Instruction> Rewrite every line of the listing below as a numbered list, skipping any blank lines. Leave the pictures out.

Record list>
^^^^^^^^^^^^^^^^

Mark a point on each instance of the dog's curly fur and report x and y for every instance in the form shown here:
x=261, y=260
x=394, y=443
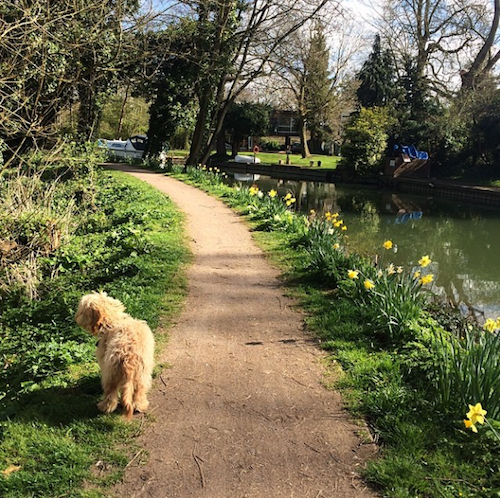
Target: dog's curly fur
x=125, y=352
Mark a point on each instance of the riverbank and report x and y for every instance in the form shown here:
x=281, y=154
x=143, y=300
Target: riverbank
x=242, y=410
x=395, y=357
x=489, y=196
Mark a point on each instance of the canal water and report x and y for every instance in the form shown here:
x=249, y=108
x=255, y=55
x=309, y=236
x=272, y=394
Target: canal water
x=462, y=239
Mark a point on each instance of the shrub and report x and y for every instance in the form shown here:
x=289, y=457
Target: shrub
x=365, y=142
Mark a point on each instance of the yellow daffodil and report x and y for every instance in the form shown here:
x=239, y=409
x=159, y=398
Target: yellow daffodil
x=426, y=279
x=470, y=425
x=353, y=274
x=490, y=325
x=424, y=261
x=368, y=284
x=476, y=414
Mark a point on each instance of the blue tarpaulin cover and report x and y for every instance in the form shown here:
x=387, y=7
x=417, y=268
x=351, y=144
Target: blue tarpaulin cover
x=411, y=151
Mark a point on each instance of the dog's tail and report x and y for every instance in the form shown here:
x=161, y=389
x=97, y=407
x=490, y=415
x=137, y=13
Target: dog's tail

^^^^^^^^^^^^^^^^

Response to this exercise>
1. Mark a point on each instance of the dog's curly fur and report x and y for every instance in the form shown here:
2. x=261, y=260
3. x=394, y=443
4. Target: dog's curly fur
5. x=125, y=352
6. Mark a point on each instance of the riverbank and report x and y for every instance in the form shown here:
7. x=281, y=154
8. x=143, y=300
9. Target: riverbank
10. x=242, y=410
11. x=395, y=357
12. x=489, y=196
13. Mark a point on each instance of the canal water and report x and y for every instance in the form shown here:
14. x=249, y=108
15. x=255, y=55
16. x=309, y=236
17. x=272, y=394
18. Target: canal water
19. x=462, y=239
20. Mark a point on each instance of the shrub and report x and y for every instance in the form shown here:
21. x=289, y=457
22. Target: shrub
23. x=365, y=142
24. Mark a point on each instance of the yellow daffodil and report x and y for every instance in the form shown here:
25. x=239, y=409
26. x=159, y=398
27. Target: yellow daffodil
28. x=426, y=279
29. x=470, y=425
30. x=353, y=274
31. x=490, y=325
32. x=424, y=261
33. x=368, y=284
34. x=476, y=414
35. Mark a point on each instance of the blue tarpaulin cover and report x and y for every instance in the form shown here:
36. x=387, y=7
37. x=417, y=268
38. x=351, y=144
39. Target: blue tarpaulin cover
40. x=411, y=151
41. Mark a point on each instance of the dog's tail and report x and y for every instance in the form shown here:
42. x=161, y=389
43. x=97, y=407
44. x=490, y=415
45. x=137, y=13
46. Target: dog's tail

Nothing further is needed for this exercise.